## Exercise description
Reproduce the entries below word for word, from the line containing "Q: I need the bounding box for the paved" through the end of the entries, including that first line.

## Entries
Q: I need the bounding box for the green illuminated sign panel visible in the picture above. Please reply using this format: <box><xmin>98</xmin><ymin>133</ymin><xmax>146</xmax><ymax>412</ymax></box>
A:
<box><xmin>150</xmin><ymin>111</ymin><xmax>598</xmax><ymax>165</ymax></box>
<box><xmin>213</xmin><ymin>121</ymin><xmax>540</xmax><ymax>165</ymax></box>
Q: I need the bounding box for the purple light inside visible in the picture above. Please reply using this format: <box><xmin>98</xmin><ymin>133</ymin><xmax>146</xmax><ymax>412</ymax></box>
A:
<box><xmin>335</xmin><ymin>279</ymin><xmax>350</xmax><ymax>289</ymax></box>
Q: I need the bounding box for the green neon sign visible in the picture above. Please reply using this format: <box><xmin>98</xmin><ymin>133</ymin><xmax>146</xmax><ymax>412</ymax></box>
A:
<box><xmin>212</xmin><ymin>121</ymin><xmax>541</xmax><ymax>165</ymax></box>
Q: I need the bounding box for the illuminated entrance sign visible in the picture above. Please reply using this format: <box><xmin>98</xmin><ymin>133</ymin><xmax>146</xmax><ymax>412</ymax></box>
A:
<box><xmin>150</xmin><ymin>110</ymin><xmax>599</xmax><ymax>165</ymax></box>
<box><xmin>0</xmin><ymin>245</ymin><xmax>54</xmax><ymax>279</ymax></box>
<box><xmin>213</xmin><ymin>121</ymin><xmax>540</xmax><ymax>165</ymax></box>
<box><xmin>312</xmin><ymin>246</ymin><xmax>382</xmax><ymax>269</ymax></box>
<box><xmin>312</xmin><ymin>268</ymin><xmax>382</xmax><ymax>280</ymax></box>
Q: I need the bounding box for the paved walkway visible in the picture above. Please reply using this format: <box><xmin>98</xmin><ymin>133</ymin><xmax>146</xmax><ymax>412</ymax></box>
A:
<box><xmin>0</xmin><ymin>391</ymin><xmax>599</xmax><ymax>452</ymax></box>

## Correct response
Q: I need the bounding box for the paved walkway visible in the picture above. Please reply using this format: <box><xmin>98</xmin><ymin>133</ymin><xmax>146</xmax><ymax>412</ymax></box>
A:
<box><xmin>0</xmin><ymin>391</ymin><xmax>599</xmax><ymax>452</ymax></box>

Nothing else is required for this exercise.